** START OF DATA SHOWN **
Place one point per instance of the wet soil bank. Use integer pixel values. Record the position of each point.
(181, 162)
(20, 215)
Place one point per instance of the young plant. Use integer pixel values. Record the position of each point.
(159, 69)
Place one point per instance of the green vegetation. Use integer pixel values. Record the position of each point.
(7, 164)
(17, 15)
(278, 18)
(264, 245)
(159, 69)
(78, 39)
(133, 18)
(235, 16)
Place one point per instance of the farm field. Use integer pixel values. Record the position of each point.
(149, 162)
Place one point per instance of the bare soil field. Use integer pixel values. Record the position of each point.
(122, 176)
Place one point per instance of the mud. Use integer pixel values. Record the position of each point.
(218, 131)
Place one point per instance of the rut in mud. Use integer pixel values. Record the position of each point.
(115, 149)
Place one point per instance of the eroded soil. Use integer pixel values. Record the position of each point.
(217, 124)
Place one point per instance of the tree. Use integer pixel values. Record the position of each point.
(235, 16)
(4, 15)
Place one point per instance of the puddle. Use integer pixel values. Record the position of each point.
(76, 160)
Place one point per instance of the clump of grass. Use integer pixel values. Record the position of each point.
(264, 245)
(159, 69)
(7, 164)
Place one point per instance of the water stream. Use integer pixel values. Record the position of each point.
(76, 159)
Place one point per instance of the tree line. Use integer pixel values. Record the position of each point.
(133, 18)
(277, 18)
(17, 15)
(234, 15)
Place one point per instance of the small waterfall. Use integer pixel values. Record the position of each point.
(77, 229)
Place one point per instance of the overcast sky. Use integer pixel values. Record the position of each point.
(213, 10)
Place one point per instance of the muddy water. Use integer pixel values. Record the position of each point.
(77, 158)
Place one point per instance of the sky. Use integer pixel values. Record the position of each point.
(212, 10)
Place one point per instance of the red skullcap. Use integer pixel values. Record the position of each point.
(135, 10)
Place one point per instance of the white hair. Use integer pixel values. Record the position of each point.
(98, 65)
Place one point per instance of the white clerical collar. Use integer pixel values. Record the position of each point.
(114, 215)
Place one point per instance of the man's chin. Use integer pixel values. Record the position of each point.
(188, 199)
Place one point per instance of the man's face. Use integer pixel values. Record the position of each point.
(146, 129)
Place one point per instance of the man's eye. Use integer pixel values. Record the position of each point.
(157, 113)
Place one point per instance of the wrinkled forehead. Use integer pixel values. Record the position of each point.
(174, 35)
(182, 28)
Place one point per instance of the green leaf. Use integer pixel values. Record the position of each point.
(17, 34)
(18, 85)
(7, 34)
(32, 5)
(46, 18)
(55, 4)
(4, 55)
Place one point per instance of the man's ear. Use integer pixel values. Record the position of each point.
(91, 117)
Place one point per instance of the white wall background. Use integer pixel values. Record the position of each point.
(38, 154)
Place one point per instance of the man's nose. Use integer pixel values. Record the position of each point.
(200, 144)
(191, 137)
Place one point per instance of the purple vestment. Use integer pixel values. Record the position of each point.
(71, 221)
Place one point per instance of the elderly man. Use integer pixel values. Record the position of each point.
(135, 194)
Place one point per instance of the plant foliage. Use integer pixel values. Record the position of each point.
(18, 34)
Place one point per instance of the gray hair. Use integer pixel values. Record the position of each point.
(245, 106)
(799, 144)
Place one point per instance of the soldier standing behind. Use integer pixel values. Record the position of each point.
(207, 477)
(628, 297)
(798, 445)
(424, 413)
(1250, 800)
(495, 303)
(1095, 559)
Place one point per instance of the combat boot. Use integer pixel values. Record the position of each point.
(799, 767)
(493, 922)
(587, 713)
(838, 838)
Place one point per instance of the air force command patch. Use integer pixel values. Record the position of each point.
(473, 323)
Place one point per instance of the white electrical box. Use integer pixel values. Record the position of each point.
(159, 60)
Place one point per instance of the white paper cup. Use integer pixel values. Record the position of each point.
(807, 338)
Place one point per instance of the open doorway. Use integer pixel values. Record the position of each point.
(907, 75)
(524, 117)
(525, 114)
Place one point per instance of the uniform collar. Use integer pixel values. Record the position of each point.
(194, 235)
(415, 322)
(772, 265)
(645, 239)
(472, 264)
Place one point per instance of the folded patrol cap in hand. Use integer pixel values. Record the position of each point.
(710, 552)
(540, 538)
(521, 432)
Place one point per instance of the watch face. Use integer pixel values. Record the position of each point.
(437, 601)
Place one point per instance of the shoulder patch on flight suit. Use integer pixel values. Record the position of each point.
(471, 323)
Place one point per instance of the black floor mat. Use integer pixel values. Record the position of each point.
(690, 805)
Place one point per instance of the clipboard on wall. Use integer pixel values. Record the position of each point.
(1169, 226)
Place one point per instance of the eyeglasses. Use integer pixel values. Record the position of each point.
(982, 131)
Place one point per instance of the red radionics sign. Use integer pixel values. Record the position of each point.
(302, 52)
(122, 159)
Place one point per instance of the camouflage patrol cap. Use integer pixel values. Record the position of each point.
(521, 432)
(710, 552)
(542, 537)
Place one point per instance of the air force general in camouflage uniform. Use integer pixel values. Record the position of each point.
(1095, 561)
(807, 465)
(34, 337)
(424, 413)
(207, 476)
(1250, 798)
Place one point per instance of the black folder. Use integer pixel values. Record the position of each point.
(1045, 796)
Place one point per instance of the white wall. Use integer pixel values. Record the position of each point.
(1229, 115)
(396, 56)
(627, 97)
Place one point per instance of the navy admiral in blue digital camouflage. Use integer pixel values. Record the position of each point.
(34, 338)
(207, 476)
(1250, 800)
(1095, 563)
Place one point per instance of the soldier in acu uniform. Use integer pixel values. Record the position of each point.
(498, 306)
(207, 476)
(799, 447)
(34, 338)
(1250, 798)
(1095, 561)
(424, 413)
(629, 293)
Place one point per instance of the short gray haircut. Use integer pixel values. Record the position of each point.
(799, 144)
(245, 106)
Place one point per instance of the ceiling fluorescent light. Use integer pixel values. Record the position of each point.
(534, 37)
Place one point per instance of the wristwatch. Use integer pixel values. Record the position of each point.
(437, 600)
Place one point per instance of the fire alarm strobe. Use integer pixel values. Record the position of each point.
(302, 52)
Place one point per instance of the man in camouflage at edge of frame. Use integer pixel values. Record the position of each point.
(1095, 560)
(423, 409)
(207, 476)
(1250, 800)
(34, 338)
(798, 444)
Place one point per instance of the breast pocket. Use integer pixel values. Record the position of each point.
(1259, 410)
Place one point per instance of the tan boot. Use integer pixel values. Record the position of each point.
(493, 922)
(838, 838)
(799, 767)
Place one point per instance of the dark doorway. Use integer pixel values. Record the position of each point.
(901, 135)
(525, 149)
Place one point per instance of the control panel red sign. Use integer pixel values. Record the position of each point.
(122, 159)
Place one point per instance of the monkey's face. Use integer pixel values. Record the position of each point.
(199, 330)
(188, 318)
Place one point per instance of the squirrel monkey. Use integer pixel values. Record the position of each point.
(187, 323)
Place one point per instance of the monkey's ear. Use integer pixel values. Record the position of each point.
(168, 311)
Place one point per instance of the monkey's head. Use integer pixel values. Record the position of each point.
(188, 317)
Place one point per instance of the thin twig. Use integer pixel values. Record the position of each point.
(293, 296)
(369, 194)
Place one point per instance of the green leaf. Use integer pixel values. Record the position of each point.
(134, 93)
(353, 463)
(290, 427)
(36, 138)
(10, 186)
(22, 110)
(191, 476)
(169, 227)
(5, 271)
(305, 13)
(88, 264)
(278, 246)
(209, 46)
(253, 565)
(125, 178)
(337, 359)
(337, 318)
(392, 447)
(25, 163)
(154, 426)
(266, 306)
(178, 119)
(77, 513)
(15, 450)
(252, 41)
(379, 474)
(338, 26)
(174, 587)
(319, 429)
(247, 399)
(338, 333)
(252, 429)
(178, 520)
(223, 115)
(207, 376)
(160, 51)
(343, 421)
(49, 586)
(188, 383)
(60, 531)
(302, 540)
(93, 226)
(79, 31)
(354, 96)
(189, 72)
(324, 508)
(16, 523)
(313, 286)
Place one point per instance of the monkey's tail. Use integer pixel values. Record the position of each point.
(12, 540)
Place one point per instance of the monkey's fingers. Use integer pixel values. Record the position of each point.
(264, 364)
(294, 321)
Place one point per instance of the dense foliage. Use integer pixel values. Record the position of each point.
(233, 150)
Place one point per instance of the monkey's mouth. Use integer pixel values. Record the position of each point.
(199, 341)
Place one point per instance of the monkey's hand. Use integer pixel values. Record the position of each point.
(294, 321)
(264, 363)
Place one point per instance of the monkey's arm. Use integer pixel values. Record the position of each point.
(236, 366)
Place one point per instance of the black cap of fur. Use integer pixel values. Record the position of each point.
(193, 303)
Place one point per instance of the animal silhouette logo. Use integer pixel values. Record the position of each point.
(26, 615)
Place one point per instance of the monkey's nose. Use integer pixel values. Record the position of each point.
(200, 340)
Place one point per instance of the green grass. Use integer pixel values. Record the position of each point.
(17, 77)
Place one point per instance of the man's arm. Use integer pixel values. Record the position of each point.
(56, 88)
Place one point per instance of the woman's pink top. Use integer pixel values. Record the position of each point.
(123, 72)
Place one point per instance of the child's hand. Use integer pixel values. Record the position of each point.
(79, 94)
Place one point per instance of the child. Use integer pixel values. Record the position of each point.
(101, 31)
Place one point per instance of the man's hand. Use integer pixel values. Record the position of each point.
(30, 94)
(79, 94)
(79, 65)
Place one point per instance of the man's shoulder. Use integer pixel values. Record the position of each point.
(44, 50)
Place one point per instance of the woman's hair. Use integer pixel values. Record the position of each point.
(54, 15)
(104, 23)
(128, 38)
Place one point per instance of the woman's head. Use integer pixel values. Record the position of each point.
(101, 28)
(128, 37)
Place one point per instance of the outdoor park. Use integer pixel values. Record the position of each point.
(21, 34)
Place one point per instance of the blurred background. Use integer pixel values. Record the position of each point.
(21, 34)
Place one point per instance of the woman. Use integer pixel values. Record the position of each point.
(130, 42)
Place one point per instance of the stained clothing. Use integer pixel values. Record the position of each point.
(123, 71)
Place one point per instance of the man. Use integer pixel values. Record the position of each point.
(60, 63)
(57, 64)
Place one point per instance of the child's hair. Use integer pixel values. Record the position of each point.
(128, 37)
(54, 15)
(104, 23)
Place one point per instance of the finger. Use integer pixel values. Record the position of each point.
** END OF DATA SHOWN **
• _WHAT THE TASK REQUIRES_: Copy out exactly the lines from the line with "Place one point per instance of the man's hand." to the end of the listing, including both of those lines, and give nothing else.

• _RESULT FOR THIS TASK_:
Place one point per instance of the man's hand. Use integer pixel values. Record the position of each point.
(30, 94)
(79, 94)
(79, 65)
Place one point per instance of the man's shoulder. Use integer pixel values. Record the position of each point.
(44, 50)
Place one point per instance of the woman's hair. Use integer pixel values. Record the position of each point.
(54, 15)
(104, 23)
(128, 38)
Place one point per instance of the woman's head. Use integer pixel values. Record the position of each point.
(101, 28)
(128, 37)
Place one point per instance of the outdoor park. Use integer pixel values. Record the position of each point.
(21, 34)
Place one point per instance of the blurred background. Use integer pixel values. Record the position of each point.
(21, 34)
Place one point per instance of the woman. Use integer pixel values. Record the position of each point.
(130, 42)
Place one point per instance of the stained clothing. Use integer pixel values. Record the position of each point.
(123, 71)
Place one point per instance of the man. Use integer pixel values. Record the position of each point.
(60, 63)
(57, 64)
Place one point per instance of the child's hair. Use integer pixel values. Record the position of each point.
(128, 37)
(54, 15)
(104, 23)
Place one point per instance of the finger. Use integer pixel values. Record the position of each point.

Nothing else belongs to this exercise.